Activity: Please return each line of the listing below exactly as written.

Data in this exercise:
================================

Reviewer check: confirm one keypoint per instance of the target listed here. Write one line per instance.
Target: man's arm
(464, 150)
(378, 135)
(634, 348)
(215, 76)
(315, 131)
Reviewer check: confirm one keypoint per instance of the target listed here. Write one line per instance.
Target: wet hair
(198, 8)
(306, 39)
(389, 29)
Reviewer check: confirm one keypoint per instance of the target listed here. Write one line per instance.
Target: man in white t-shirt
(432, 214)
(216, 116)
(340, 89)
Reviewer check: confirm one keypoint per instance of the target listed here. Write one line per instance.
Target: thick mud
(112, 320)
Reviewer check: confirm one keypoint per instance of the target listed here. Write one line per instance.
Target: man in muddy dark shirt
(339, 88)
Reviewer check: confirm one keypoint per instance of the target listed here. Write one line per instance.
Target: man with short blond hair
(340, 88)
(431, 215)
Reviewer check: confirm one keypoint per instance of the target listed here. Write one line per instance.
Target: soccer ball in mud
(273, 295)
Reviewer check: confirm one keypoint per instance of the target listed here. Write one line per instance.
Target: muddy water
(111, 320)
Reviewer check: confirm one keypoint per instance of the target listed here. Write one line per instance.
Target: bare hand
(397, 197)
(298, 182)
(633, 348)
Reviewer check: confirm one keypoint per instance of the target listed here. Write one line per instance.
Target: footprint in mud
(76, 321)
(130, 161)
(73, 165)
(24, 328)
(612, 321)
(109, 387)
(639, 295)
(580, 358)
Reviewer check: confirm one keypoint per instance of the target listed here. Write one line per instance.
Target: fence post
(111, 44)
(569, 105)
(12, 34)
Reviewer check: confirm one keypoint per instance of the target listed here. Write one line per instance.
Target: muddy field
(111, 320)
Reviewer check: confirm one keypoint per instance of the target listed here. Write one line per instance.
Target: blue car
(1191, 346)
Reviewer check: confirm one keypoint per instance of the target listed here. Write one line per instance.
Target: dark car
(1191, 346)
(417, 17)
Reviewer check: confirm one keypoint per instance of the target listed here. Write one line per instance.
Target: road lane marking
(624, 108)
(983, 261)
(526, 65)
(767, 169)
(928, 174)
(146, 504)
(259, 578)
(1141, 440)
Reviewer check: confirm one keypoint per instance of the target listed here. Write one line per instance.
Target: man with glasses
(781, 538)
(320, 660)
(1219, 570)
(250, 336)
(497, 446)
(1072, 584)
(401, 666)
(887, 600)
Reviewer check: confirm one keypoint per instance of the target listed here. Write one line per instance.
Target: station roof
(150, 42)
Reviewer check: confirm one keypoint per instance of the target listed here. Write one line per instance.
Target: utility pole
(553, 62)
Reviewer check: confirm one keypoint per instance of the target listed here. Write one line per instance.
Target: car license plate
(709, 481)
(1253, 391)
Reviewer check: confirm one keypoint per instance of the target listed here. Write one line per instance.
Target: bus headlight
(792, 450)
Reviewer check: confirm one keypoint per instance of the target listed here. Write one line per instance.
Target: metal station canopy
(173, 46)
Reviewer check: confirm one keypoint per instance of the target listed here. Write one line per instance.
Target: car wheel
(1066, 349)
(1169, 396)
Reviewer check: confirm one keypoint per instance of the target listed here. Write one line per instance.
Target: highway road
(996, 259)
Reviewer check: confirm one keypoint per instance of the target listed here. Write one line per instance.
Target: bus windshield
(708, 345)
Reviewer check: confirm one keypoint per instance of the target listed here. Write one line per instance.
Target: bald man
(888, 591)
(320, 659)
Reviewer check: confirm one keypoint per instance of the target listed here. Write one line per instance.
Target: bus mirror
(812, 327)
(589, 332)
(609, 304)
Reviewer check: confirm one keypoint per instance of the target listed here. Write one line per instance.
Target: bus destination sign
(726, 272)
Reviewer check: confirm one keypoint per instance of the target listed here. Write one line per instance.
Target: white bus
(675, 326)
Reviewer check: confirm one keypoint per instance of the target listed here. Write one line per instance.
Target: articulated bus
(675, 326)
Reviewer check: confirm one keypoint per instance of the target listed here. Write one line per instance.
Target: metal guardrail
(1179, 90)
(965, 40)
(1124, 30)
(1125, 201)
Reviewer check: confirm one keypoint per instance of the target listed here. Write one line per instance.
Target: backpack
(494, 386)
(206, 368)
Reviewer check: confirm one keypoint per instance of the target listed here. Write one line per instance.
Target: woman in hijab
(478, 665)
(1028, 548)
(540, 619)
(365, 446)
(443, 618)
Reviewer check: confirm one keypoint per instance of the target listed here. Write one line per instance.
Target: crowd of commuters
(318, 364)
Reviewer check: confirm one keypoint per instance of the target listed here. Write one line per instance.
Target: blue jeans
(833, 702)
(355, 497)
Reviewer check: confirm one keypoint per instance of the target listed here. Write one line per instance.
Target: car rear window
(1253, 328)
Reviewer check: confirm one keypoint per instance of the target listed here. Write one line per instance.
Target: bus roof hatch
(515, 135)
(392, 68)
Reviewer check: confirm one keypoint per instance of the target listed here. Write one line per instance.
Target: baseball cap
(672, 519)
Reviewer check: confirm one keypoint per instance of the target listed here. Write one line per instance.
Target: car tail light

================================

Exercise answer:
Reviewer check: confirm one keypoint per instance of the target listed here. Write one line per instance.
Target: man's arm
(464, 150)
(378, 135)
(634, 348)
(215, 76)
(315, 131)
Reviewer check: confirm one keypoint per instance of the target listed here. Write one line per instance.
Target: wet hair
(198, 8)
(306, 39)
(389, 29)
Reviewer check: confirm one keypoint per instance of the target listed here. Write one line per instance.
Target: man in white t-shirt
(432, 214)
(216, 116)
(340, 89)
Reviewer check: confirm one keypoint per instance of the target listed here. Write one line per instance.
Target: thick mud
(112, 320)
Reviewer check: confirm one keypoint per instance of the target listed here. Write one line per instance.
Target: man in muddy dark shirt
(339, 88)
Reviewer check: confirm one keypoint per instance of the target listed here. Write one line per instance.
Target: man with short blond hair
(340, 88)
(431, 215)
Reviewer check: confirm one keypoint per instance of the target listed here. Write one line per instance.
Target: soccer ball in mud
(273, 295)
Reviewer check: confirm one keypoint per instance of the target listed here. Write one line per instance.
Target: muddy water
(111, 320)
Reviewer check: confirm one keypoint per instance of the target listed here. Write one line per instance.
Target: bare hand
(397, 197)
(298, 182)
(633, 348)
Reviewer check: confirm one keypoint per instance of the target listed here. Write one line per instance.
Target: footprint in mud
(76, 321)
(130, 161)
(73, 165)
(24, 328)
(612, 321)
(109, 387)
(639, 295)
(580, 358)
Reviewer check: confirm one keypoint per instance of the target listed here. Write one line per instance.
Target: fence post
(111, 44)
(569, 105)
(12, 34)
Reviewer check: confirm one keypoint per instance of the target listed here. Write one line per instance.
Target: muddy field
(111, 320)
Reviewer check: confirm one keypoint per instance of the target listed here. Write one line per instance.
Target: blue car
(1191, 346)
Reviewer check: confirm one keypoint per instance of the target listed here. Write one line per instance.
Target: dark car
(1191, 346)
(417, 17)
Reviewer check: confirm one keypoint per instance of the target listed here. Write one line per instance.
Target: road lane marking
(624, 108)
(983, 261)
(526, 65)
(767, 169)
(928, 174)
(146, 504)
(259, 578)
(1141, 440)
Reviewer check: confirm one keypoint per instance of the target listed here. Write one line per instance.
Target: man with glasses
(781, 538)
(320, 660)
(1219, 570)
(250, 336)
(497, 446)
(1072, 584)
(401, 666)
(887, 600)
Reviewer check: confirm one keypoint per instance of the target listed here. Write one line per instance.
Target: station roof
(150, 42)
Reviewer check: confirm one keypoint per instance of the target listed here. Write one line per instance.
Target: utility pole
(553, 62)
Reviewer check: confirm one keypoint per instance of the target listed here. Write one line per instance.
Target: car license plate
(709, 481)
(1253, 391)
Reviewer check: confirm one keypoint per instance of the target listed here. Write one line per instance.
Target: bus headlight
(792, 450)
Reviewer check: confirm one keypoint per instance of the target listed here. Write one line per instance.
Target: metal station canopy
(173, 46)
Reviewer check: confirm one keypoint per instance of the target listed here. Write one line per instance.
Target: car wheel
(1066, 349)
(1169, 396)
Reviewer check: confirm one keypoint per instance of the target listed here. Write one line per instance.
Target: highway road
(996, 259)
Reviewer check: confirm one keypoint per instance of the target listed here. Write one line per instance.
Target: bus windshield
(708, 345)
Reviewer check: confirm one keypoint per instance of the target listed here. Write one line per instance.
Target: bald man
(888, 591)
(320, 659)
Reviewer check: confirm one keypoint per instance of the target listed here. Write one line per instance.
Target: bus mirror
(812, 327)
(589, 332)
(609, 304)
Reviewer check: confirm one keypoint per instance of the target listed here. Write one line per instance.
Target: bus destination sign
(726, 272)
Reviewer check: confirm one keypoint per instance of the target listed here. Write one line per instance.
Target: white bus
(675, 326)
Reviewer check: confirm one keypoint per instance of the target listed here. Write one line per instance.
Target: articulated bus
(675, 326)
Reviewer check: confirm one keypoint per instance of the target listed here. Write one line per instance.
Target: metal guardrail
(1179, 90)
(965, 40)
(1124, 30)
(1125, 201)
Reviewer check: confirm one keypoint per instance of the target listed here. Write one line per instance.
Target: backpack
(494, 386)
(206, 368)
Reviewer check: confirm one keypoint per instance of the target listed here. Write one line per instance.
Target: woman in hijab
(478, 665)
(1028, 548)
(540, 619)
(365, 446)
(443, 618)
Reviewer check: confirm one keypoint per instance of the target listed here. Write one line per instance.
Target: crowd of commuters
(318, 364)
Reviewer check: confirm one keypoint per instance of the target listed here. Write one line per instance.
Target: blue jeans
(833, 702)
(355, 497)
Reviewer check: confirm one keypoint per instance of the target listed here. Write one line per instance.
Target: car rear window
(1253, 328)
Reviewer check: confirm one keypoint per instance of the target listed here. Write one line per instance.
Target: bus roof hatch
(515, 135)
(392, 68)
Reviewer check: confirm one keypoint per instance of the target listed here. Write one line per instance.
Target: baseball cap
(672, 519)
Reviewer check: confirm one keypoint per instance of the target listed here. Write one line per instance.
Target: car tail light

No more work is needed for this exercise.